I'm totally OK with none of those places actually connecting or making any sense at all, fine, but *hey*: unlike LA we never, _ever_, put a "the" in front of highway names! Ouch, that one hurt.


----------



## Hank (May 31, 2000)

I think LA is the only region that does that. Sure doesn't happen here on the east coast!

While we're nitpicking, does it bother anyone else that the SPRQPOINT building is so obviously CGI, especially the lettering and lighting?


----------



## Pokemon_Dad (Jan 19, 2008)

Nothing bothers me except that. Those. I mean, "the."


----------



## LoadStar (Jul 24, 2001)

I've just been trying to figure out SPRQPOINT entirely.

I mean, the folks we see there are randomly either product designers, product engineers, regular coders, QA testers, etc., depending on the week. And then you have a single random marketing person there, but no other marketing team that we've ever seen... but wait, he is now apparently the spokesperson for the entire company, but still works down on the same floor as these random product designers/engineers/coders/QA testers and not up at a C-level floor.

And this is a multi-national company with offices around the world, but apparently this one floor is seemingly wholly responsible for the seemingly one product that this company makes, despite this other floor of people with identical functions, let alone their offices around the world.

And don't get me started on Zoey, who is now manager of... a floor? What the heck is that? Who manages a "floor"? You manage a coherent group of people with a similar function, not a random hodge-podge of people who happen to have a desk on the same floor of a building. And she became "floor manager" after only working in her previous position for a couple of weeks.

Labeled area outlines
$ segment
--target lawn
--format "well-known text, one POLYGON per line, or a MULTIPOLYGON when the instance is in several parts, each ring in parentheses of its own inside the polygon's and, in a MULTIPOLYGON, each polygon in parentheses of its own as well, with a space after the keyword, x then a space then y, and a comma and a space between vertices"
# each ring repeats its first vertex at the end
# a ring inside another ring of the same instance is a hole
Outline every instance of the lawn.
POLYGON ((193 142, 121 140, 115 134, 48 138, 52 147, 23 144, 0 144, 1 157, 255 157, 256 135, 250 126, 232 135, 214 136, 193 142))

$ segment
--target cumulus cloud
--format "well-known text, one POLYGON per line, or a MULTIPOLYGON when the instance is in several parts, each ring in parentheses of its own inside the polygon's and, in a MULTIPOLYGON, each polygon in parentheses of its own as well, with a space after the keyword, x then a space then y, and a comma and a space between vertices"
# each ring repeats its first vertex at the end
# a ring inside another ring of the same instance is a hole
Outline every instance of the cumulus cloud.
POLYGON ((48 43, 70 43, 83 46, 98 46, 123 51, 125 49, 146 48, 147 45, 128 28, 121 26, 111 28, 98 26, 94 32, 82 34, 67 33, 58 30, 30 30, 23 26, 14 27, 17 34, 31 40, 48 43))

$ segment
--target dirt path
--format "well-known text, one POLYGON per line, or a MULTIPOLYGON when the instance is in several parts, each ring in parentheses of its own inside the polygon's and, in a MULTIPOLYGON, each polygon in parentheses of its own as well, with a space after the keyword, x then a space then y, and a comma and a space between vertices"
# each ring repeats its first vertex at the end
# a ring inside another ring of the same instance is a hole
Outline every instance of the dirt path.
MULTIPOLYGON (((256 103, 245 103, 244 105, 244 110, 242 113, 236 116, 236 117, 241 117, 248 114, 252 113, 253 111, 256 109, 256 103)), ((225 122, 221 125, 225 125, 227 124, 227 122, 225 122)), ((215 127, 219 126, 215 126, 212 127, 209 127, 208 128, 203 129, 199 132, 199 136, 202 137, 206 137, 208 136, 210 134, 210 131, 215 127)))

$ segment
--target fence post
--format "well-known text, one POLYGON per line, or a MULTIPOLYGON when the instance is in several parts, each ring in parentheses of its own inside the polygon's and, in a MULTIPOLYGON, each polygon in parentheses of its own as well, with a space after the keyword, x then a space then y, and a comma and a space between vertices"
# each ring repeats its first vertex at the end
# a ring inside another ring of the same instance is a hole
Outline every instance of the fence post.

● **AIM 1**
Rewrite the paragraph of the forum thread beginning "I mean, the folks we see there" as a brief bulleted list that keeps its main facts.
● **AIM 2**
Carry on the forum thread from the point where it stops.
The items have no connection to the forum thread.

● **WRITTEN REPLY 1**
- The people shown at SPRQPOINT shift from week to week among product designers, product engineers, regular coders, QA testers, and similar roles.
- There is a single marketing person, and no other marketing team has ever been shown.
- That person is now apparently the spokesperson for the entire company.
- He still works on the same floor as the designers, engineers, coders, and QA testers rather than on a C-level floor.

● **WRITTEN REPLY 2**
----------



## Steveknj (Mar 10, 2003)

Pokemon_Dad said:


> I've never had a problem with Zoey's "San Francisco Bay Area" being so obviously Vancouver with a few SF bridges and other bits pasted into the backgrounds, lol.
> 
> But this week the LA writers had Rose say "I thought I was getting on the 580, but I was getting on the 280. So then I ended up on the wrong side of the Bay Bridge, and then this nice hippie gave me directions and this worry stone."
> 
> ...


My dad, who's lived in the Phoenix Metro for about 40 years (and before that Brooklyn) says "the" in front of route numbers. But I don't know if that's common. He was married to a woman from Orange County CA, so maybe he got it from her.

Here in NJ we tend to put "Route (pronounce ROWT) in front of Highway numbers. In NY we just said the route number, so instead of Route 9, we just said 9, but more often than not, it's the actual name of the road, for example Route 87, is "The Major Deegan", "The Deegan". In my travels I noticed in the Midwest it's always "I" in front of the route number on an interstate, like "eye-40".


----------



## Steveknj (Mar 10, 2003)

LoadStar said:


> I've just been trying to figure out SPRQPOINT entirely.
> 
> I mean, the folks we see there are randomly either product designers, product engineers, regular coders, QA testers, etc., depending on the week. And then you have a single random marketing person there, but no other marketing team that we've ever seen... but wait, he is now apparently the spokesperson for the entire company, but still works down on the same floor as these random product designers/engineers/coders/QA testers and not up at a C-level floor.
> 
> ...


I didn't get the idea that they were a HUGE multinational corporation, but a corporation who's headquarters, perhaps most of the company is located in that building. Perhaps her as "Floor" manager means she manages the group that primarily works on that floor? But as you mentioned, there are seemingly different areas of the company working on that same floor. But, as this is TV, it doesn't have to make a whole lot of sense. Then again, I worked for a small startup where the whole company was in a section of a building on one floor.


----------



## Pokemon_Dad (Jan 19, 2008)

Steveknj said:


> My dad, who's lived in the Phoenix Metro for about 40 years (and before that Brooklyn) says "the" in front of route numbers. But I don't know if that's common. He was married to a woman from Orange County CA, so maybe he got it from her.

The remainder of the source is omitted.